__Aim__. Copy the following lines word for word, leaving out the pictures.

(Excerpts of pointing data)
= = = = =

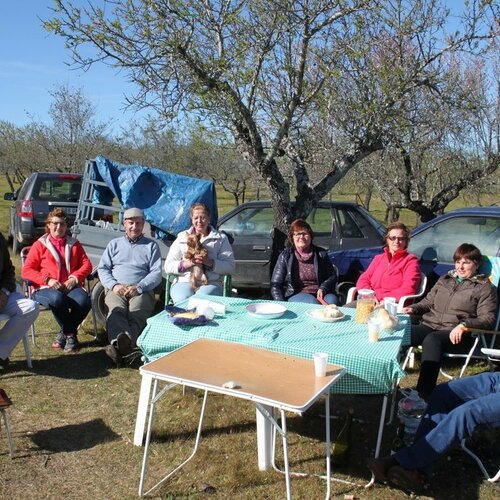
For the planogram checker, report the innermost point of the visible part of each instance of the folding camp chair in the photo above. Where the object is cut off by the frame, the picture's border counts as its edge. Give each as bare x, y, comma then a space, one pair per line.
5, 402
29, 291
482, 338
27, 349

= = = = =

__Solution to this exercise__.
For the planogram checker, report the innermost point of the visible part of each instance of the folding camp chair in the photo above. Where the object is cut off by the frame, the picture's border counts as its edge. Give each as bare x, y, comma then a space, one pair per line.
5, 402
29, 291
482, 338
27, 349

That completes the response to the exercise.